* _Material for this exercise_
===============

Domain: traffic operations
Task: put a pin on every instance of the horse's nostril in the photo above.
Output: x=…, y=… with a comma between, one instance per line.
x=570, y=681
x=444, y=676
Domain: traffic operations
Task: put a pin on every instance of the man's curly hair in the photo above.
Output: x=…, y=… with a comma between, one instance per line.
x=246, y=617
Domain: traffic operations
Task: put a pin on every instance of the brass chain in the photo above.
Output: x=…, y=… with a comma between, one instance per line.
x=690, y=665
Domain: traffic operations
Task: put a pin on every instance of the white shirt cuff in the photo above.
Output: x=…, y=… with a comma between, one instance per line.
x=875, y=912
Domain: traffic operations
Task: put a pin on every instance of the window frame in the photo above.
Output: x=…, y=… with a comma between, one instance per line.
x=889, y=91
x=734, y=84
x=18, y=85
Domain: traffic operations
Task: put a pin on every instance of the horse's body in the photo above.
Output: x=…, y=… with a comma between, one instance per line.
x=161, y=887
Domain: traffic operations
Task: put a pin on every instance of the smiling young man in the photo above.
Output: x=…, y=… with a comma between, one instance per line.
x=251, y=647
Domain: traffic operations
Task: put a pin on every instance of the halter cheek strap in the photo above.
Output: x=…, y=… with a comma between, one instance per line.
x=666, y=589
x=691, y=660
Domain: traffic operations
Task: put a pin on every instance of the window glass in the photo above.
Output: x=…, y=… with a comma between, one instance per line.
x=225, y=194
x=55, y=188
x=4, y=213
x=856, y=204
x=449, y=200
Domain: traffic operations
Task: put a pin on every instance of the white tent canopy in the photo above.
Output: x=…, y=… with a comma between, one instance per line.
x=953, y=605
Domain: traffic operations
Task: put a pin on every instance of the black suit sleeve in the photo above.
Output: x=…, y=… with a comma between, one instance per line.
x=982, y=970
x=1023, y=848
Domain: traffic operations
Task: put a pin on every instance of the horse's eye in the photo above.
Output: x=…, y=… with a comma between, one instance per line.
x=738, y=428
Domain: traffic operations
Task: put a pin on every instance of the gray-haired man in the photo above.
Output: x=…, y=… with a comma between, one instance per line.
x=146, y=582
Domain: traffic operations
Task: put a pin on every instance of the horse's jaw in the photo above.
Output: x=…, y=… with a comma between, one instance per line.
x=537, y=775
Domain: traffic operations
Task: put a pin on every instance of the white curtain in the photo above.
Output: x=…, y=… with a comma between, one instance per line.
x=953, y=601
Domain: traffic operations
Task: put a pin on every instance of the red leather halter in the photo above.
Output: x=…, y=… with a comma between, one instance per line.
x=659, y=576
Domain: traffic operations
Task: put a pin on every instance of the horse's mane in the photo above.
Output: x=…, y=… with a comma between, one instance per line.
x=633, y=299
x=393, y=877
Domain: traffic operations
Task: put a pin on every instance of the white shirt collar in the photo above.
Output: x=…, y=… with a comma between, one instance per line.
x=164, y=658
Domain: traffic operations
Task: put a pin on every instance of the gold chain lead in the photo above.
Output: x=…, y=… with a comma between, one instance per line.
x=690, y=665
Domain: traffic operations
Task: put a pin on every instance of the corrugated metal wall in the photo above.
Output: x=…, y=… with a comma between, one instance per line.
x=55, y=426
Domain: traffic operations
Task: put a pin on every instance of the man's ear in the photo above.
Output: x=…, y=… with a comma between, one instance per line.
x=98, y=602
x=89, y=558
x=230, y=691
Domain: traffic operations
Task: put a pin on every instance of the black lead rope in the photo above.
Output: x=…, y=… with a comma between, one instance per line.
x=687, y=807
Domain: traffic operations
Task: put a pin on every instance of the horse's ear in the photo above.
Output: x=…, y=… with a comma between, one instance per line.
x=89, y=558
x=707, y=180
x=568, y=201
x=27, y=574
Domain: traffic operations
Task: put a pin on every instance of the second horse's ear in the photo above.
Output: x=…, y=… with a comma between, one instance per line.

===============

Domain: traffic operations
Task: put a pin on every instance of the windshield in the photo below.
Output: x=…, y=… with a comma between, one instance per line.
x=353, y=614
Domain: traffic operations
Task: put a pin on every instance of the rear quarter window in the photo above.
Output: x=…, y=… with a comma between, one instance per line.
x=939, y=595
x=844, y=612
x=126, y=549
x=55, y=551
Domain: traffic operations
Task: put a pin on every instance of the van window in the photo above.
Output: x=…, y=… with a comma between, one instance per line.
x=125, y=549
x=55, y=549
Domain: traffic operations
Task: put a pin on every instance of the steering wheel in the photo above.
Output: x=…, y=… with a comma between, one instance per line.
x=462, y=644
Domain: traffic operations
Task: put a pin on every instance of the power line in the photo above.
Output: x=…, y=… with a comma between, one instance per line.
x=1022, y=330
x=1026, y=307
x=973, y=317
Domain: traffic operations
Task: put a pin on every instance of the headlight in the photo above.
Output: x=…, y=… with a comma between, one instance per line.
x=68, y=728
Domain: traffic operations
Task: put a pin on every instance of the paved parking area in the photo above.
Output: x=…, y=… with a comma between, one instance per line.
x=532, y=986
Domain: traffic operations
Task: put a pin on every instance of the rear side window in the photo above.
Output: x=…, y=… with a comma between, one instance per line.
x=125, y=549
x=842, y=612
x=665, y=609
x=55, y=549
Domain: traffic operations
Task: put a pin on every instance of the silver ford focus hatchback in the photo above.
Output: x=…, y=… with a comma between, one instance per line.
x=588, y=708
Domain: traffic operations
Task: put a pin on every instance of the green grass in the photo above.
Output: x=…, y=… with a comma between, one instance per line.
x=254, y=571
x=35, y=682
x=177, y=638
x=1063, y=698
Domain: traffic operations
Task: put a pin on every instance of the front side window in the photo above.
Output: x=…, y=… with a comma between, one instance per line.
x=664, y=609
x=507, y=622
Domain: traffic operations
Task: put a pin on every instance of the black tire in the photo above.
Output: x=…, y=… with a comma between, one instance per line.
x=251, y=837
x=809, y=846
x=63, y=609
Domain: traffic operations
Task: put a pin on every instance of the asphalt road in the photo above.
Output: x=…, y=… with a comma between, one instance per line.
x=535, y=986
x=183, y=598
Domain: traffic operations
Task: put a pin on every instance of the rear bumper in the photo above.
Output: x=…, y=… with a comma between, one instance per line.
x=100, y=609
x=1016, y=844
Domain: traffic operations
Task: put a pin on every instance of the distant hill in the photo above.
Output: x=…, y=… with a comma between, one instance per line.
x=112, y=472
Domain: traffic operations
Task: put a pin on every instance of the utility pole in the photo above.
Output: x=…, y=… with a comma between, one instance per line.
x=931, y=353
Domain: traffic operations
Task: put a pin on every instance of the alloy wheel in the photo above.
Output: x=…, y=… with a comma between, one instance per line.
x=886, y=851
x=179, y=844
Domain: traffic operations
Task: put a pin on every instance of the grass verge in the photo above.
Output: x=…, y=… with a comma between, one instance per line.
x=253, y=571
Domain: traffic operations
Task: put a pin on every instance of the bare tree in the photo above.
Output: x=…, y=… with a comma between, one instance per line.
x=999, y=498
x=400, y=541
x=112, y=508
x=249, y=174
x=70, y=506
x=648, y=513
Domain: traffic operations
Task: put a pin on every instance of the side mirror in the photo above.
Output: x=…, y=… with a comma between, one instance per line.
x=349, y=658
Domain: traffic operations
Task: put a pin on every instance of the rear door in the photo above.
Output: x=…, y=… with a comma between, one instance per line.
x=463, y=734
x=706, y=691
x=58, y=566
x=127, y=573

===============

* _Activity_
Scan the material for the string "shirt". Copy each line where it appears.

* _Solution for this task_
Task: put a pin on every instance of the white shirt cuff in the photo above.
Task: put a pin on every instance of the white shirt collar in the photo above.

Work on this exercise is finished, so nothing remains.